Copy the records below word for word, starting at the line that contains "Where can you find the gray" and continuing through the last line of the records.

*Dataset excerpts on object pointing*.
_ _ _

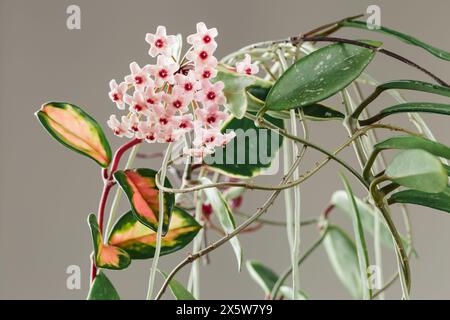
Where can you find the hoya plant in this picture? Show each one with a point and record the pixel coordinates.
(225, 122)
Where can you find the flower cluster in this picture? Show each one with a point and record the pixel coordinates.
(175, 96)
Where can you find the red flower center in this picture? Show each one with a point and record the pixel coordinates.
(138, 79)
(203, 55)
(211, 95)
(159, 43)
(163, 73)
(206, 39)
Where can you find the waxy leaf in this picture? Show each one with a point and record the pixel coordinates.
(401, 36)
(438, 201)
(418, 170)
(76, 130)
(250, 152)
(224, 215)
(235, 89)
(263, 276)
(318, 76)
(428, 107)
(140, 187)
(139, 241)
(178, 290)
(102, 289)
(106, 256)
(341, 201)
(341, 251)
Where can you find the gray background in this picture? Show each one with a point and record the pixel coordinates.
(46, 191)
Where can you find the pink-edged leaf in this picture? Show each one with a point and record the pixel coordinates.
(76, 130)
(140, 187)
(106, 256)
(139, 241)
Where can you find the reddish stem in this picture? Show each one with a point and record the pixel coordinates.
(108, 183)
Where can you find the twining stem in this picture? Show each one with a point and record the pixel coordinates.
(108, 183)
(160, 223)
(286, 273)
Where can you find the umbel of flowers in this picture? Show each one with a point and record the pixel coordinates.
(168, 99)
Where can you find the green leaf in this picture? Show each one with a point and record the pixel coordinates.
(140, 187)
(428, 107)
(263, 276)
(76, 130)
(139, 241)
(106, 256)
(418, 170)
(235, 89)
(361, 247)
(341, 251)
(401, 36)
(177, 289)
(250, 152)
(102, 289)
(438, 201)
(224, 215)
(318, 76)
(341, 201)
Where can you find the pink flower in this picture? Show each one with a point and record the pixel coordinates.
(187, 83)
(159, 42)
(147, 131)
(139, 77)
(211, 116)
(117, 93)
(203, 55)
(120, 129)
(211, 93)
(246, 66)
(204, 36)
(163, 71)
(137, 103)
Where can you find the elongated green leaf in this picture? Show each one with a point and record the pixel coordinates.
(102, 289)
(428, 107)
(224, 215)
(341, 201)
(250, 153)
(76, 130)
(341, 251)
(318, 76)
(178, 290)
(139, 241)
(361, 247)
(418, 170)
(140, 187)
(438, 201)
(235, 89)
(106, 256)
(263, 275)
(401, 36)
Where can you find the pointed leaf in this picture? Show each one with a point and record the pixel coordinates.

_ _ _

*OUTPUT*.
Where can you find the gray background in this picture? Show each one with a point and record the pixel coordinates.
(46, 191)
Where can you find the pink-edged leaf in this picture? Show each one with a point and record the pixel coordinates.
(76, 130)
(140, 187)
(106, 256)
(139, 241)
Where can you find the reddish stem in this picture? Show each one with a point and record the pixel coordinates.
(108, 183)
Where can you find the twining stem in this picture? Show each one with a point and record the pixel coordinates.
(108, 183)
(160, 223)
(286, 273)
Where can you find the umbel of flowers in this picture? Show each one with a point and record the pixel coordinates.
(168, 99)
Where can you find the green leaf in this picture? Show each one with a point and record the pixel coordinates.
(140, 187)
(428, 107)
(263, 276)
(76, 130)
(139, 241)
(106, 256)
(418, 170)
(235, 89)
(361, 247)
(341, 251)
(401, 36)
(177, 289)
(250, 152)
(102, 289)
(438, 201)
(224, 215)
(318, 76)
(341, 201)
Where can you find the pink flower in this picture? Show each one with a point and record the pixel coordinates.
(187, 83)
(159, 42)
(147, 131)
(139, 77)
(211, 116)
(117, 93)
(203, 55)
(120, 129)
(211, 93)
(246, 66)
(204, 36)
(163, 71)
(137, 103)
Where can you find the elongated green leaf in this picture? Show each one with a point and record the pixel coordinates.
(102, 289)
(428, 107)
(224, 215)
(341, 201)
(250, 153)
(76, 130)
(341, 251)
(318, 76)
(178, 290)
(139, 241)
(361, 247)
(418, 170)
(140, 187)
(438, 201)
(235, 89)
(106, 256)
(263, 275)
(401, 36)
Where can you find the pointed leaf in this picture? Show each one with a point and record the pixel coordinates.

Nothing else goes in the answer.